Start of RECORDS SUPPLIED

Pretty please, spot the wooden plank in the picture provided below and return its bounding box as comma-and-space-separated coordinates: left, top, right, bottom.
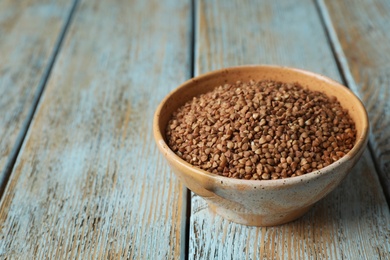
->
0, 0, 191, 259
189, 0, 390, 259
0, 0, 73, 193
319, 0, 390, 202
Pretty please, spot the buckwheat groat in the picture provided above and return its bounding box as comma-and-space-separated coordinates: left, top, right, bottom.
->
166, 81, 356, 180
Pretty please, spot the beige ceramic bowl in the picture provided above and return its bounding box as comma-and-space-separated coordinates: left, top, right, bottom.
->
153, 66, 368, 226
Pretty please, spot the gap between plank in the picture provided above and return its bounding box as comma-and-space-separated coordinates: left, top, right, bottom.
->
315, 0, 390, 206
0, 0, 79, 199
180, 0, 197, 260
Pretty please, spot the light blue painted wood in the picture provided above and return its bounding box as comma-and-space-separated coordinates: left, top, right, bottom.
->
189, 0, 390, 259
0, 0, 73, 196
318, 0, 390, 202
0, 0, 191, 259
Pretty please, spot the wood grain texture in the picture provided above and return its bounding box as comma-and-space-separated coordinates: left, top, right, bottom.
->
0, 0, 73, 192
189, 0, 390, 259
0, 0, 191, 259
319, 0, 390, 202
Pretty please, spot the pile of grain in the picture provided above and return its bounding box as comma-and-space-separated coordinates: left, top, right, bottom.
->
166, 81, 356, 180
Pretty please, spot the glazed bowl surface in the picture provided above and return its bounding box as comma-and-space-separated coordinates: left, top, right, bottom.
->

End of RECORDS SUPPLIED
Start of RECORDS SUPPLIED

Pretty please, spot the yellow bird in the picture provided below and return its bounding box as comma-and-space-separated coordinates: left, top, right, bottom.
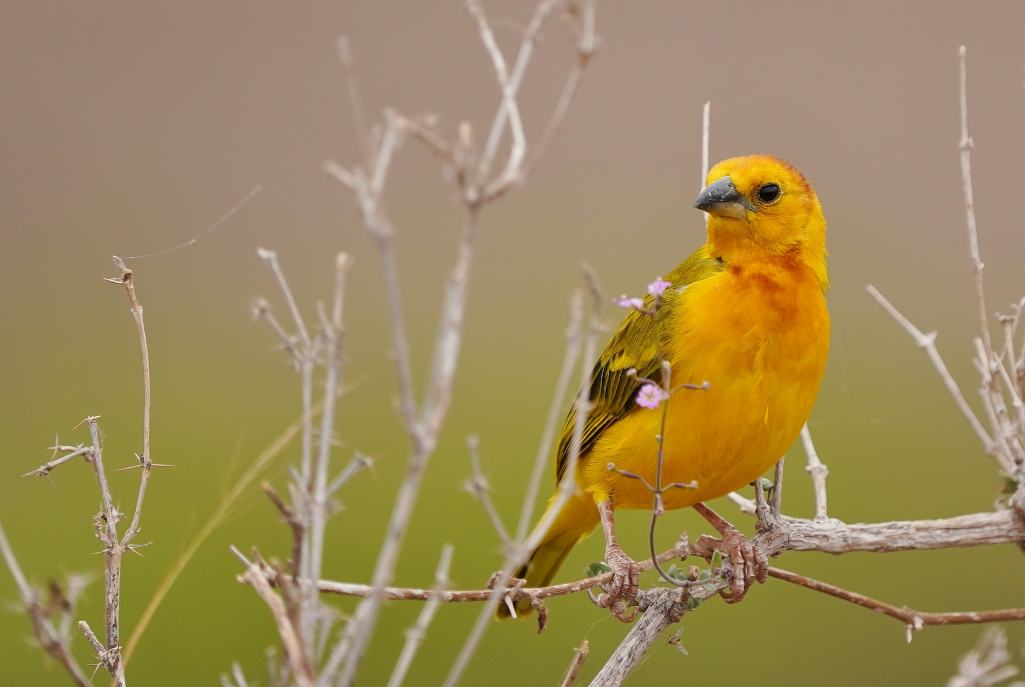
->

End of RECORDS SUPPLIED

Put the records from the line containing "Pretty please, spot the buckwheat" through the line containing "153, 66, 368, 226" into a numbered list, skipping blank lines.

1. Pretty please, spot the buckwheat groat in the picture provided above and return its bounding box as comma-and-space-separated coordinates: left, top, right, bottom.
2. ->
3. 166, 81, 356, 180
4. Pretty please, spot the beige ceramic bowl in the picture provided above and return its bounding box as comma-and-space-separated coordinates: left, top, right, bottom.
5. ->
6. 153, 66, 368, 226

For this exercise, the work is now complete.